## Required task 1
In the code review thread below, what reason does friss give for renaming the function in MachODebugMapParser.h to switchToNewDebugMapObject(Name)?

## Excerpt to read
- - - - -
I can rename that to DSYMDebugMap, although I find that this ties it a bit too much to Darwin. I can't be sure, but I'd expect the code using the DebugMap (as opposed to the code producing it) to be fairly generic. Not that it matters for the current unique useless though.

tools/dsymutil/MachODebugMapParser.cpp
19

I think the quantity of code would be the same because to use it I have to handle the MemoryBuffer creation myself. I'm not sure which one is preferable.

tools/dsymutil/MachODebugMapParser.h
53 ↗(On Diff #16252)

Yeah the name dates back to a version where it would actually return the allocated object. I'll change that to switchToNewDebugMapObject(Name). Do you have an issue with the return voidReturningFunc(); idiom? I kinda like it when it allows to do early exits without having to brace the if body.

samsonov added inline comments.Nov 19 2014, 9:47 PM
tools/Makefile
36

Yep, makes sense.

tools/dsymutil/DebugMap.cpp
25

You can make addSymbol() return true iff the symbol wasn't there already, and assert (or print meaningful warning/error) in the caller.

32

LLVM classes often has dump() and print(llvm::raw_ostream), with former simply calling the latter.

tools/dsymutil/MachODebugMapParser.h
53 ↗(On Diff #16252)

I'm neutral to this idiom, as long as function name doesn't imply that it's supposed to return the object :)

friss updated this revision to Diff 16904.Dec 3 2014, 5:50 PM
  • Added tests for the debug map parsing
  • Added the -oso-prepend-path dsymutil option (used for tests)
  • Addressed Alexey's feedback

If there are no further comments, I'll push that in a couple of days.

friss added a comment.Dec 9 2014, 10:17 AM

ping!

I committed this briefly this morning considering that I could count your silence as approval, but Chandler told me not to do so. Sorry about that, I really didn't mean to force anything through.

My patch's short but intense in-tree live has produced one bot failure: http://bb.pgr.jp/builders/cmake-llvm-x86_64-linux/builds/19112
It seems the llvm-dsymutil tool hasn't been built at all there, thus I must be missing something in the build system hooks. I tried cmake and configure builds in Debug/Release before committing, so I'm not sure what I screwed up.

Thanks!

In D6242#14, @friss wrote:

ping!

Sorry about that, will take a look at the revised patch shortly.

I committed this briefly this morning considering that I could count your silence as approval, but Chandler told me not to do so. Sorry about that, I really didn't mean to force anything through.

My patch's short but intense in-tree live has produced one bot failure: http://bb.pgr.jp/builders/cmake-llvm-x86_64-linux/builds/19112
It seems the llvm-dsymutil tool hasn't been built at all there, thus I must be missing something in the build system hooks. I tried cmake and configure builds in Debug/Release before committing, so I'm not sure what I screwed up.

You should probably add "llvm-dsymutil" to test/lit.cfg, next to all the other llvm-XXX tools listed there.

Thanks!
- - - - -
## Required task 2
Report every line of the records that contains the string "Target". Case counts.
- - - - -
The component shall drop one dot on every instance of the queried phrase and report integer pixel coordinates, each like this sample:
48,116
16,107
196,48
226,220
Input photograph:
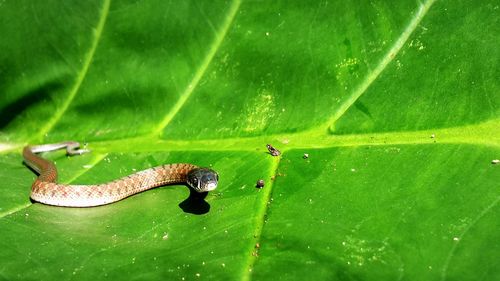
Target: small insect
273,151
260,184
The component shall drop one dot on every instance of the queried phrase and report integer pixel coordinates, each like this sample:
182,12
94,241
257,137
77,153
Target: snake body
46,190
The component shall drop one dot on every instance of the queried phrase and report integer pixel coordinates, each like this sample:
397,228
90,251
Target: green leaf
397,106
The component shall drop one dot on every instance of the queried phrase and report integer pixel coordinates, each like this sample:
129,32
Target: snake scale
46,190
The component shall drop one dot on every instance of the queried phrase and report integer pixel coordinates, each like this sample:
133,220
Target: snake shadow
195,203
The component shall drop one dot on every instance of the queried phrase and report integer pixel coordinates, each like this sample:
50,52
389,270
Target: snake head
202,179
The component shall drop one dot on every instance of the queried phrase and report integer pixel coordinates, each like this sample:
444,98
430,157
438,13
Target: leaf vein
81,75
388,58
219,38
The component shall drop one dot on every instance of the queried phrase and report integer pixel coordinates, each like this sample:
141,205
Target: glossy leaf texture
387,114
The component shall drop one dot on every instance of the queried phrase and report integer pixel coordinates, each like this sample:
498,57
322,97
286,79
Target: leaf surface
397,106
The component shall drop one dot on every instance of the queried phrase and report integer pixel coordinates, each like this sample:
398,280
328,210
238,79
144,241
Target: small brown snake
46,190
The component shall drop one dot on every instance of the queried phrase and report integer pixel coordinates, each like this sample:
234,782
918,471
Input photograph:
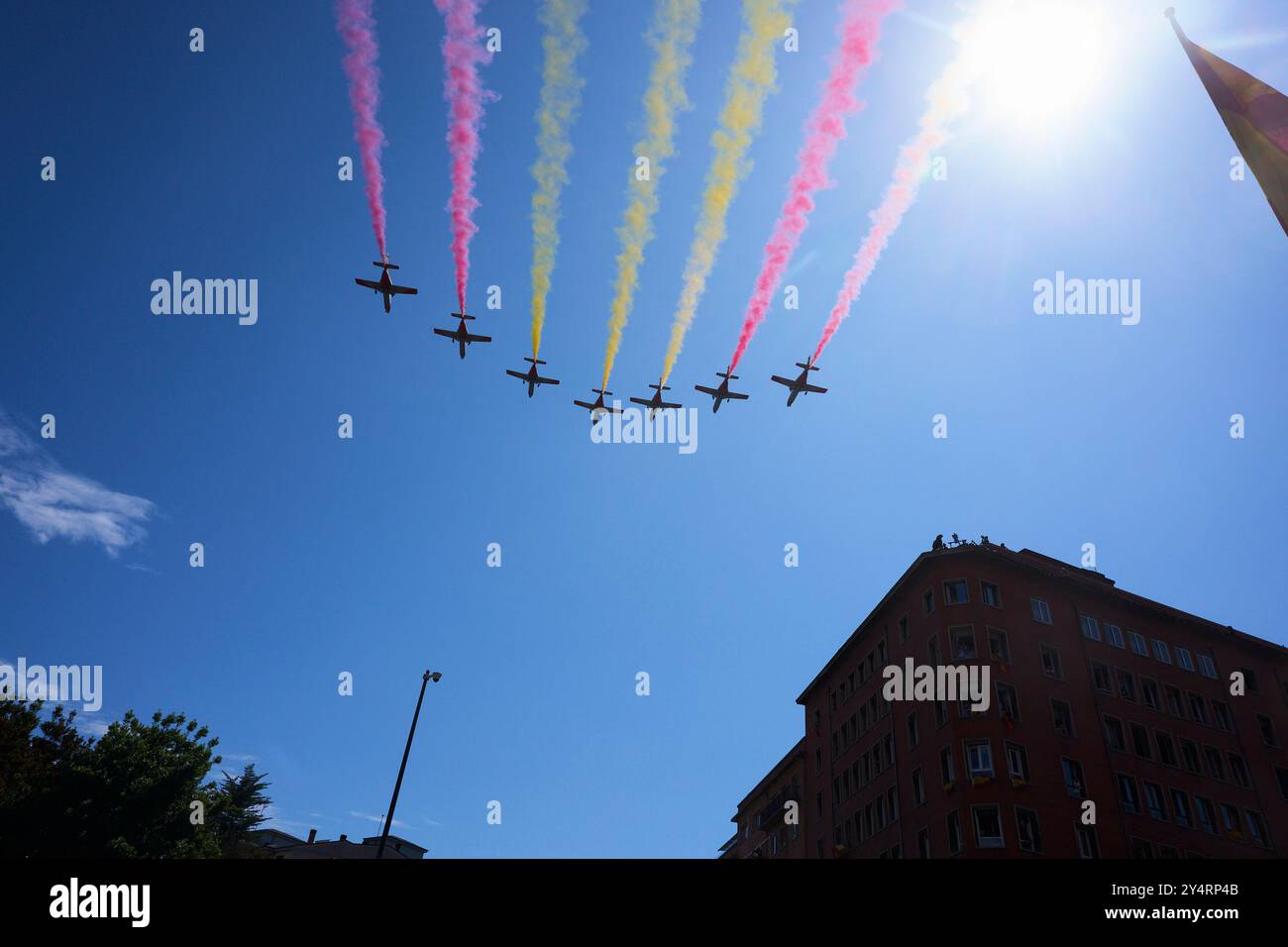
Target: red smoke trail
463,52
859,31
356,25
- - - - -
## Problem solution 1
The function's current name dates back to an earlier version in which it actually returned the allocated object. The name no longer fits, so friss plans to change it to switchToNewDebugMapObject(Name).

## Problem solution 2
Target: small insect
Target: snake body
Target: green leaf
Target: snake scale
Target: snake shadow
Target: snake head
Target: leaf vein
Target: glossy leaf texture
Target: leaf surface
Target: small brown snake
Target: red smoke trail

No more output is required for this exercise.